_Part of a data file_
───

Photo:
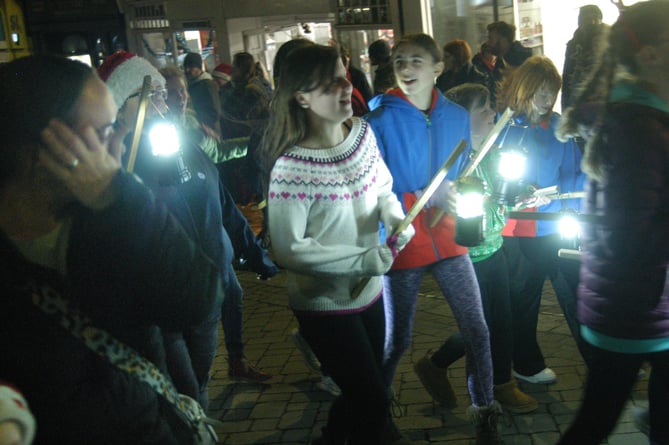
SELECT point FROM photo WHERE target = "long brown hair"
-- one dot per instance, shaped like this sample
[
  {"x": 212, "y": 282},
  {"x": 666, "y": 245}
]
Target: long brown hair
[
  {"x": 305, "y": 69},
  {"x": 637, "y": 26},
  {"x": 518, "y": 88}
]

───

_Instructions to follow_
Rewrite the material above with every "long brown hair" changed to "long black hair" and nothing else altered. Leave the pictures out of your answer.

_The response_
Photo:
SELECT point FROM photo WHERE target = "long black hair"
-- one dot per instance, shaped like this sample
[
  {"x": 212, "y": 282},
  {"x": 666, "y": 245}
]
Target: long black hair
[
  {"x": 305, "y": 69},
  {"x": 637, "y": 26},
  {"x": 518, "y": 88}
]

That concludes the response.